• **What the task requires**
Reproduce the stretch of the listing from the line containing "unit with a marker in this photo?" through the end of the listing, with every line unchanged.
== == ==
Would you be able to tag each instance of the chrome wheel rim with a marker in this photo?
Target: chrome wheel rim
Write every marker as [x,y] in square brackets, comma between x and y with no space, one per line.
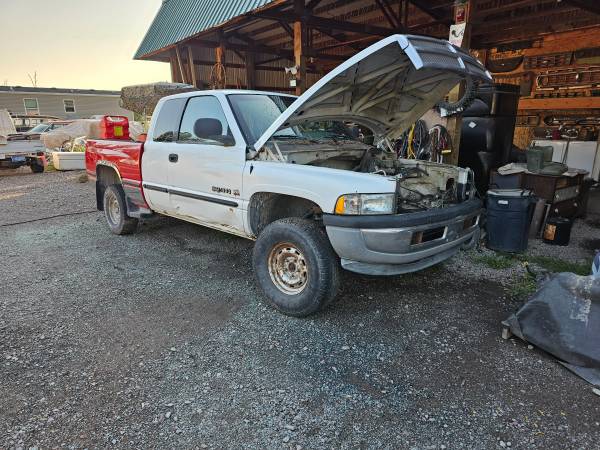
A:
[288,268]
[113,210]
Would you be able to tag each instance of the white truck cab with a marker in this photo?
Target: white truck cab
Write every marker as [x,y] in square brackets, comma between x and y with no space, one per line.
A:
[290,172]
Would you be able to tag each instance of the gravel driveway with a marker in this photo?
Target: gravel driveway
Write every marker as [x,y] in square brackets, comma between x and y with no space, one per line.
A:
[161,340]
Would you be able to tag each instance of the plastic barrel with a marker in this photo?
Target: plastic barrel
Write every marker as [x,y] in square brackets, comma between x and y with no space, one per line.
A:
[508,217]
[557,231]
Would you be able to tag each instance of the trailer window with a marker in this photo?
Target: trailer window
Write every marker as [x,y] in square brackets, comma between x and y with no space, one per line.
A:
[69,106]
[31,106]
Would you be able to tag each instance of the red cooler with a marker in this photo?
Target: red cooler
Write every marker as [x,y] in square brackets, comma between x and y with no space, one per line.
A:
[114,127]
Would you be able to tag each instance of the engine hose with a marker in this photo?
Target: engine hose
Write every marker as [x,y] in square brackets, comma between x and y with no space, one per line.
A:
[452,108]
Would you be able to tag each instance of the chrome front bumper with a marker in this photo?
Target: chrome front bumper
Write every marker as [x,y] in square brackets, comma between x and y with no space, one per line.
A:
[392,245]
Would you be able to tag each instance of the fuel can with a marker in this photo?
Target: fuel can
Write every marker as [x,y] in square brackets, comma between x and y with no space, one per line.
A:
[114,127]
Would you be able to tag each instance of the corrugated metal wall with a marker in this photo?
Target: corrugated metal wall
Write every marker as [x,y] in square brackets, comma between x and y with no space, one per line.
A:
[236,77]
[52,104]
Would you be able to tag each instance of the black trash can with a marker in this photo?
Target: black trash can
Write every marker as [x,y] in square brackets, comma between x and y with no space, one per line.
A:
[508,217]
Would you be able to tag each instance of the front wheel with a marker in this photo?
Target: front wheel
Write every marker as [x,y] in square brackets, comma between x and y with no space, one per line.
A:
[115,211]
[296,267]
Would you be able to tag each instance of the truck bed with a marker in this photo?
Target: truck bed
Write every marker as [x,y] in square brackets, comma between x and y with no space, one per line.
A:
[115,161]
[21,148]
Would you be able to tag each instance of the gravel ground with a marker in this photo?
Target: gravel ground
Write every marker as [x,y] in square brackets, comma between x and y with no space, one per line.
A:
[161,340]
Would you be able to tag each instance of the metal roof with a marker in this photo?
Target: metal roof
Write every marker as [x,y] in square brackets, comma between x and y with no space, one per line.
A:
[36,90]
[179,19]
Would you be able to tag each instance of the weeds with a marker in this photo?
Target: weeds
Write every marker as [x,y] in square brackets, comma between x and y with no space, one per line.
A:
[522,286]
[497,261]
[506,261]
[560,265]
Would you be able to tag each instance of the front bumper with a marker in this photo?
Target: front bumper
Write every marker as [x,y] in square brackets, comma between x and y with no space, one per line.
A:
[403,243]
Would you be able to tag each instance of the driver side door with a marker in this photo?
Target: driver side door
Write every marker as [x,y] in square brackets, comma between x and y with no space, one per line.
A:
[206,178]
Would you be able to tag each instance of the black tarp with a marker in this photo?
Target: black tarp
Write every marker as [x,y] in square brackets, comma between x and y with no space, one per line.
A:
[563,318]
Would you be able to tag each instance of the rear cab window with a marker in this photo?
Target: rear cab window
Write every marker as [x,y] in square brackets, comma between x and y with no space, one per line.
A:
[204,122]
[167,122]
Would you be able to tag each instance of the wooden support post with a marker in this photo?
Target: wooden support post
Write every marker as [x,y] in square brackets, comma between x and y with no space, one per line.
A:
[180,64]
[299,58]
[250,70]
[175,75]
[192,67]
[462,10]
[300,47]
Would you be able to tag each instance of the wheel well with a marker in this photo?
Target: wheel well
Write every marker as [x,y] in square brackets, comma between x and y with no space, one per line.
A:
[105,176]
[267,207]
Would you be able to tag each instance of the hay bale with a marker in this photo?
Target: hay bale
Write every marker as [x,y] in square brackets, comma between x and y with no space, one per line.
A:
[142,98]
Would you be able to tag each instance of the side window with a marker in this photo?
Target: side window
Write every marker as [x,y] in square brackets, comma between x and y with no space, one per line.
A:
[167,122]
[204,123]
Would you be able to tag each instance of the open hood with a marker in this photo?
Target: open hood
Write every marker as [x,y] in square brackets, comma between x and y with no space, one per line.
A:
[386,87]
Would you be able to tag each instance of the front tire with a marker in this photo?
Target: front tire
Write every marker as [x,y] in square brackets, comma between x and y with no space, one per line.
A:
[296,267]
[115,211]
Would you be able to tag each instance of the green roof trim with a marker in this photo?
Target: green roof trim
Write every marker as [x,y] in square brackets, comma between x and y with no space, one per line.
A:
[177,20]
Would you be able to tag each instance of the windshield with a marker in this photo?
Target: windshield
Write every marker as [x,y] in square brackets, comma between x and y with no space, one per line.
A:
[256,112]
[41,128]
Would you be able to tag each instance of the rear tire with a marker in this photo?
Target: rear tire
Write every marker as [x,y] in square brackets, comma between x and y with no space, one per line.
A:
[296,267]
[115,211]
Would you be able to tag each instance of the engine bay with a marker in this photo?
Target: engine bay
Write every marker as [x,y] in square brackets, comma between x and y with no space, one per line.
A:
[421,185]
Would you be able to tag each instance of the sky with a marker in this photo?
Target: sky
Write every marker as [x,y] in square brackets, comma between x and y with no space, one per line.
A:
[80,44]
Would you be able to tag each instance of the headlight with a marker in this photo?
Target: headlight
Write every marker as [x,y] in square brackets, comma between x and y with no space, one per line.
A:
[365,204]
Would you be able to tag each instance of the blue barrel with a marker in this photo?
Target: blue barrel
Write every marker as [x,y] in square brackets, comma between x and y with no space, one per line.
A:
[509,214]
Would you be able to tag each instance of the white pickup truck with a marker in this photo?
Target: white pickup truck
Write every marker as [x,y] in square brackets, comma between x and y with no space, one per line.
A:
[286,172]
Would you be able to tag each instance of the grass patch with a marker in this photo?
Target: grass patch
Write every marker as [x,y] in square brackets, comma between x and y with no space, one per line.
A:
[497,261]
[560,265]
[522,286]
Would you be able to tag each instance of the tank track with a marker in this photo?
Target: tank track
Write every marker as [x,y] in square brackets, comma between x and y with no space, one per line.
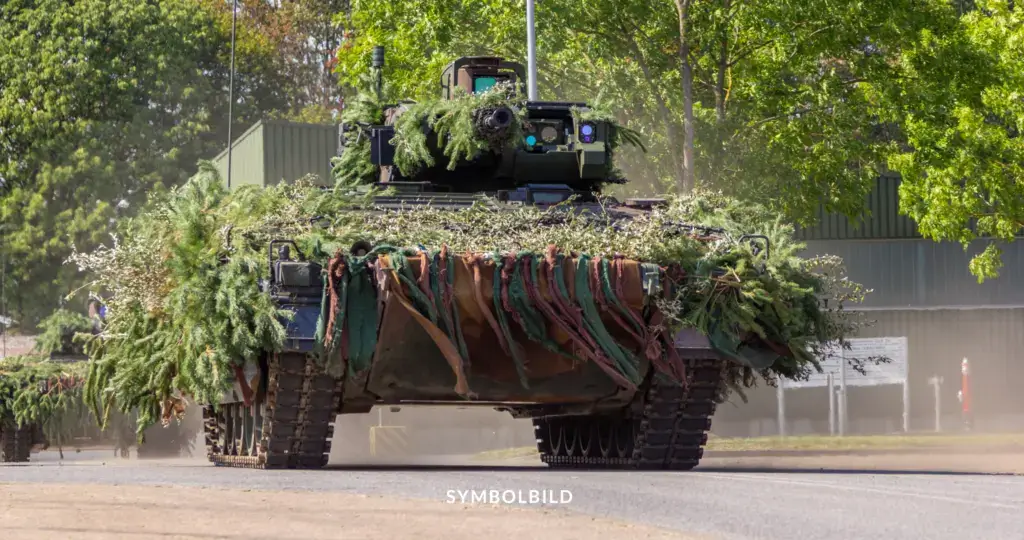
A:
[292,427]
[15,443]
[667,431]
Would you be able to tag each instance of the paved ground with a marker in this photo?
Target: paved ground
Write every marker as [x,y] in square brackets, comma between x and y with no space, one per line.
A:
[727,498]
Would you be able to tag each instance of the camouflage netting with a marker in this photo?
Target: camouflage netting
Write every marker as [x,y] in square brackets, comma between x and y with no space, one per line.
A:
[185,306]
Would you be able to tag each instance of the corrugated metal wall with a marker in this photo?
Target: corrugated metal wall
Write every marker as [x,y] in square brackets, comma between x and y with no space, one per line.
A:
[274,151]
[881,221]
[292,151]
[926,274]
[247,158]
[937,341]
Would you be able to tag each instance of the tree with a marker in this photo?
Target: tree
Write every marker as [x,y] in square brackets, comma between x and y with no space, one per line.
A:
[963,114]
[101,104]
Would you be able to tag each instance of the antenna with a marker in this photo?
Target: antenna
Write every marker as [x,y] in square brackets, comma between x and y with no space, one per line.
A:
[531,52]
[377,63]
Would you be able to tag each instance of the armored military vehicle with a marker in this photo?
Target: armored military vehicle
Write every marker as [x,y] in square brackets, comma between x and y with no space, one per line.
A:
[281,410]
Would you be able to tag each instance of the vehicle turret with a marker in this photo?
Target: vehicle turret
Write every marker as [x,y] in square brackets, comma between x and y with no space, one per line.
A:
[557,148]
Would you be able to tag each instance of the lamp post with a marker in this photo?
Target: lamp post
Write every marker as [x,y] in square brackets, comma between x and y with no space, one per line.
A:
[530,52]
[230,91]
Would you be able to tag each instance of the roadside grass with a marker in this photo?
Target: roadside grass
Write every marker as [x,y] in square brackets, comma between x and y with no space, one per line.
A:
[826,443]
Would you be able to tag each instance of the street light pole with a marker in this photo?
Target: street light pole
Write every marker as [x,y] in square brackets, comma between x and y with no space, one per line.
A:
[230,91]
[531,52]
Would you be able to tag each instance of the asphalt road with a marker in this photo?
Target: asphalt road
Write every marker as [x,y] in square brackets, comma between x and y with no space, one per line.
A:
[724,502]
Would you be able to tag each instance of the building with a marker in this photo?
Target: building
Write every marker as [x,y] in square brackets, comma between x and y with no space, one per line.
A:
[275,151]
[923,290]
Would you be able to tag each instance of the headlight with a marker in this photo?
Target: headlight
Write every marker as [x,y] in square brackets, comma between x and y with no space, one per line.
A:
[549,134]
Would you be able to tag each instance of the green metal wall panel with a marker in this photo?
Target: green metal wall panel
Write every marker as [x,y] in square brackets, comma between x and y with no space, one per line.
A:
[882,220]
[247,158]
[926,274]
[293,151]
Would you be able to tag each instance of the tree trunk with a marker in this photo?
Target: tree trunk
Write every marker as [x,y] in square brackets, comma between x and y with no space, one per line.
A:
[663,109]
[723,66]
[686,71]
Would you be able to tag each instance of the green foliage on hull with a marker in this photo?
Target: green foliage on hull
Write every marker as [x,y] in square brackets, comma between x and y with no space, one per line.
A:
[186,305]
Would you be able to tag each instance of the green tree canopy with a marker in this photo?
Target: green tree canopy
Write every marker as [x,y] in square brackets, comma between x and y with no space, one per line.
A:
[102,102]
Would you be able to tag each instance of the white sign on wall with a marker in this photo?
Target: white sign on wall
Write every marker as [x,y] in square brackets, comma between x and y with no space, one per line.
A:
[892,372]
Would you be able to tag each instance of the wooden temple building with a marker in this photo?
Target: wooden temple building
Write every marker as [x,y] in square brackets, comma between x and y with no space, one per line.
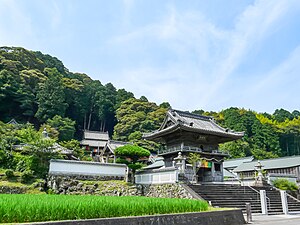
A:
[182,133]
[100,146]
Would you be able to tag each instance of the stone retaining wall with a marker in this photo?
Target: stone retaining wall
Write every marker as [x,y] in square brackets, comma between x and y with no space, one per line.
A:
[13,190]
[227,217]
[75,185]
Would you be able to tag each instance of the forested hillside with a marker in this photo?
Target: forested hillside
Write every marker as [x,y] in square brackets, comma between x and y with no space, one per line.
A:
[37,88]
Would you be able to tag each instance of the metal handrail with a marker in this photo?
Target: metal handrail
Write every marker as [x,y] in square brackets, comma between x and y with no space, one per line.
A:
[291,196]
[268,199]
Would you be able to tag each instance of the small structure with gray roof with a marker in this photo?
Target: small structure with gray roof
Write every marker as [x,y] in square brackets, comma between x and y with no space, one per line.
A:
[94,141]
[109,150]
[285,167]
[182,133]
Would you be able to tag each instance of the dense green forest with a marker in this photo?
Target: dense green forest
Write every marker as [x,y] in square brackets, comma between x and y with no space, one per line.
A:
[36,88]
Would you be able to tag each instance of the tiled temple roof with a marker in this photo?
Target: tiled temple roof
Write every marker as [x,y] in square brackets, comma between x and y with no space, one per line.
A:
[179,120]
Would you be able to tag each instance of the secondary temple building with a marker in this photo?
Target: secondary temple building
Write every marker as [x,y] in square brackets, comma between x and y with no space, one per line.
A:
[182,133]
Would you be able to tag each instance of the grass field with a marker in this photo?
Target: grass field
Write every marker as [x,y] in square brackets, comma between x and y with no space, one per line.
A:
[33,208]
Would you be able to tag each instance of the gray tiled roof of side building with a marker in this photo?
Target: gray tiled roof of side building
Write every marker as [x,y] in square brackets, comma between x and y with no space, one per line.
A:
[278,163]
[200,122]
[233,163]
[95,135]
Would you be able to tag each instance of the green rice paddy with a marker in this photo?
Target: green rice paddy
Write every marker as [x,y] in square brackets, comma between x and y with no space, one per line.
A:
[33,208]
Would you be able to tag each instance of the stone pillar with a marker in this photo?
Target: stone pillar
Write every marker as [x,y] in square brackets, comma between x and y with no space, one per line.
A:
[284,202]
[213,171]
[263,202]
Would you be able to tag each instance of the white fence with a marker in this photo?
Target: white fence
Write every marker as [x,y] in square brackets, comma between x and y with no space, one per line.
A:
[85,168]
[157,177]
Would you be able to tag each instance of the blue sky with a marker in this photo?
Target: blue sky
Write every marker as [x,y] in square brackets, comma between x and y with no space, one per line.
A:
[207,55]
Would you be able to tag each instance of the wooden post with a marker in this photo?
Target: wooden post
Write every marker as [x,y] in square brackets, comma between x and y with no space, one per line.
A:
[249,213]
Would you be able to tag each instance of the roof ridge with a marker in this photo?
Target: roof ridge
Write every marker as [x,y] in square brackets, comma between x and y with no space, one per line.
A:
[191,115]
[95,131]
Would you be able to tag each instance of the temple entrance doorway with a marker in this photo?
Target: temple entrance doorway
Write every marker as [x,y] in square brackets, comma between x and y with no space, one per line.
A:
[204,175]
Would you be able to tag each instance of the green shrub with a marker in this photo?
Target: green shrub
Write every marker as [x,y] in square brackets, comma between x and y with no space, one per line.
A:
[26,176]
[284,184]
[9,173]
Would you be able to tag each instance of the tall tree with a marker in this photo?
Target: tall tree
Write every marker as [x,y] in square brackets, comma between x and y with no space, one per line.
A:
[51,96]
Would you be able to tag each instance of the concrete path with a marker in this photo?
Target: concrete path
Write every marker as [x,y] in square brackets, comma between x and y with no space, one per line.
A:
[291,219]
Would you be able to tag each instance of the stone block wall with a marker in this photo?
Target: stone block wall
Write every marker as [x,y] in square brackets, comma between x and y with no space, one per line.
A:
[76,185]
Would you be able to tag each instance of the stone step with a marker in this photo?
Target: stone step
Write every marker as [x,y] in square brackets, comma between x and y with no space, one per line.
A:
[237,196]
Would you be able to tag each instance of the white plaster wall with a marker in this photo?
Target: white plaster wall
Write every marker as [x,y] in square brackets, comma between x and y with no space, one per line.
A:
[86,168]
[157,177]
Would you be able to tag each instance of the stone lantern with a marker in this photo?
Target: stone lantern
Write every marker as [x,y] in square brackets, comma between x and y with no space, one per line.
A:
[259,179]
[180,162]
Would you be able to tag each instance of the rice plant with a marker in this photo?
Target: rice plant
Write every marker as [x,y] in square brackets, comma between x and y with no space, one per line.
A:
[33,208]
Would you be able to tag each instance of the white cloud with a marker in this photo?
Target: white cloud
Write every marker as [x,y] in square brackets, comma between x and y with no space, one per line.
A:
[15,25]
[254,25]
[207,55]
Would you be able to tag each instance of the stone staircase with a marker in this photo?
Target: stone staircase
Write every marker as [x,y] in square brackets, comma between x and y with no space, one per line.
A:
[236,196]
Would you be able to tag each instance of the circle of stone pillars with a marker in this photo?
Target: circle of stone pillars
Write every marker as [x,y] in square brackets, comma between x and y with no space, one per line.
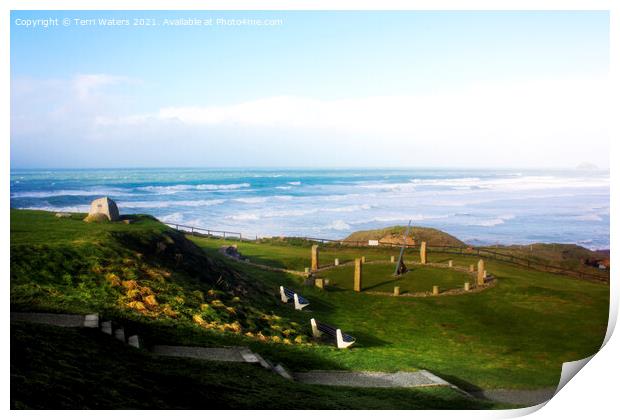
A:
[315,258]
[357,275]
[481,273]
[423,252]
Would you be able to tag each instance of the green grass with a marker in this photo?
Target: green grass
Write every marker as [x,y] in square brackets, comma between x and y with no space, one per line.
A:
[380,278]
[280,254]
[61,368]
[514,335]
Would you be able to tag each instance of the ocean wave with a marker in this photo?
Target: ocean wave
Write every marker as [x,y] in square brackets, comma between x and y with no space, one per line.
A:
[500,220]
[251,200]
[592,217]
[338,225]
[349,209]
[514,182]
[243,217]
[67,209]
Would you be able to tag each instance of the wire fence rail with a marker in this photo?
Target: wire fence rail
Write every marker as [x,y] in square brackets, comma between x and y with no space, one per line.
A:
[455,250]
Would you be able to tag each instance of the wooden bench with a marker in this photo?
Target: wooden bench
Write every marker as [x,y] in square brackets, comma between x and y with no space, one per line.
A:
[342,340]
[288,295]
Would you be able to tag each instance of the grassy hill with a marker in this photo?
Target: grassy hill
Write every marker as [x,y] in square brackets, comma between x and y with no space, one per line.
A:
[394,234]
[568,256]
[142,270]
[176,289]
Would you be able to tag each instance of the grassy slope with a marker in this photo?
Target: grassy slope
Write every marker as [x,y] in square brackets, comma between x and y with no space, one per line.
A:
[379,278]
[515,335]
[57,368]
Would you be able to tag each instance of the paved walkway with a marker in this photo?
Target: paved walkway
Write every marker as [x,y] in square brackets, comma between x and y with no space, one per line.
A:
[370,379]
[362,379]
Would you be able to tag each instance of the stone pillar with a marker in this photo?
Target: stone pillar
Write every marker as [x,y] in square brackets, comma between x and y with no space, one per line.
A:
[315,258]
[480,278]
[357,279]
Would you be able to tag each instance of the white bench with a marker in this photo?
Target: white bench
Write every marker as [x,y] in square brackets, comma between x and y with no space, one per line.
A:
[287,295]
[342,340]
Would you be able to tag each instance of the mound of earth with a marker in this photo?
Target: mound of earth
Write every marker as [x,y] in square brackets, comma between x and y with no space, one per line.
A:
[417,234]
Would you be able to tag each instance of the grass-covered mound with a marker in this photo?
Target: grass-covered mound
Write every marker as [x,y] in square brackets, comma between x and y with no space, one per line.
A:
[380,278]
[142,270]
[59,368]
[394,234]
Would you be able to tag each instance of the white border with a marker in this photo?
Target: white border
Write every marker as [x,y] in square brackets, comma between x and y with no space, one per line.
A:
[592,394]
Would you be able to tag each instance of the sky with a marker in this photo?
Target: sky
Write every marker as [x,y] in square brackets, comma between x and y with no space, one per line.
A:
[319,89]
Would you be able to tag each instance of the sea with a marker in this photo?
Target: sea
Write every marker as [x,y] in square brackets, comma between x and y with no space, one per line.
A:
[480,207]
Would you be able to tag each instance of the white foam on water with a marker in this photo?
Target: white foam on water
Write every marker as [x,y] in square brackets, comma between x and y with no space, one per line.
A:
[243,217]
[173,189]
[67,209]
[349,209]
[251,200]
[491,222]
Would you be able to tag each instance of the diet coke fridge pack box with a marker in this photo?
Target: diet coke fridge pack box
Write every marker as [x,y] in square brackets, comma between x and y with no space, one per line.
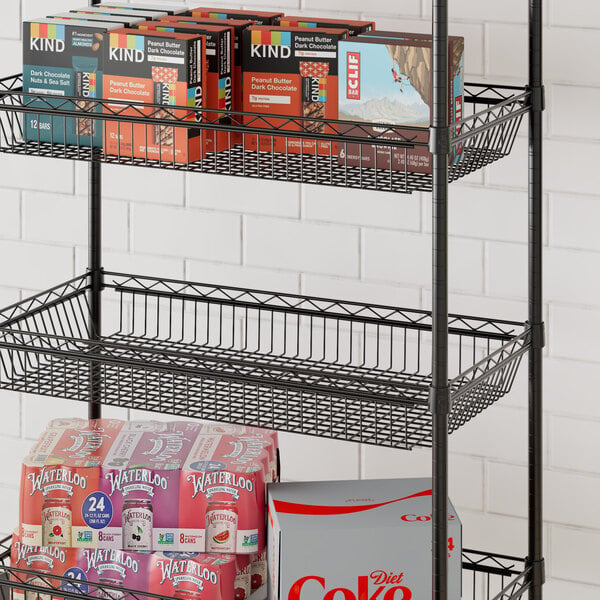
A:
[374,540]
[60,479]
[222,496]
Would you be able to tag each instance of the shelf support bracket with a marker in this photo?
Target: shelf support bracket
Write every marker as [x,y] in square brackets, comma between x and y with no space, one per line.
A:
[538,571]
[440,402]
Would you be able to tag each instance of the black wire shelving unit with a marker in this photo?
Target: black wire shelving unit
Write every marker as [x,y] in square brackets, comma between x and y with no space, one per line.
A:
[351,371]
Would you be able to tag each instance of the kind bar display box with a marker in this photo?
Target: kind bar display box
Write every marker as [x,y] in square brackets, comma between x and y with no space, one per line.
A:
[219,83]
[120,12]
[238,26]
[64,59]
[366,539]
[291,71]
[152,67]
[353,27]
[165,7]
[258,17]
[386,78]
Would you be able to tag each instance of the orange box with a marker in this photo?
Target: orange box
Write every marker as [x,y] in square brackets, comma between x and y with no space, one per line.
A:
[161,69]
[259,17]
[220,84]
[291,71]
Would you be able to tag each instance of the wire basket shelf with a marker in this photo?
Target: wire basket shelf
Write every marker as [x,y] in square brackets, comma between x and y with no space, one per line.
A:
[486,576]
[296,149]
[329,368]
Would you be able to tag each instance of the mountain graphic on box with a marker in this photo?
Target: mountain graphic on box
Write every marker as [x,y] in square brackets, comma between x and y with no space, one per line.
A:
[385,110]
== == ==
• **Answer to this exercise**
Would you be able to tag each instance of the black wire shelving unit with a marker in this photo?
Target: black wire shelving unit
Write every marker as [x,y] in square brackets, comma between x and y with no space, one per line.
A:
[351,371]
Would you be able to tag each instance of the kind bar display box with a marker in this photo?
Target: kind bar display box
Write every marker as [x,y] in square brackets, comma between x and y with no space, one per line.
A:
[219,83]
[120,12]
[238,26]
[64,59]
[366,539]
[291,71]
[152,67]
[353,27]
[165,7]
[258,17]
[386,78]
Would you be able to tag each instance of the orange box with a marker in this photo?
Target: orange box
Write every marker as [x,y] in square brackets, comma between x and y with no space, one per line.
A:
[161,69]
[259,17]
[220,84]
[291,71]
Would you be able to tag each instance of the wire basket shelf with a marker in this photo?
Target: wire basket shelf
Write every marker as [x,y] in square brackets, comma between x and y with no space, one per line.
A:
[486,576]
[296,149]
[329,368]
Would you be able to tag each instance of the mountain graphic on box with a marker in this photo?
Target: mountain graphic on box
Write every marker as [x,y] in square brackets, comma between x and y with no space, one per line.
A:
[385,110]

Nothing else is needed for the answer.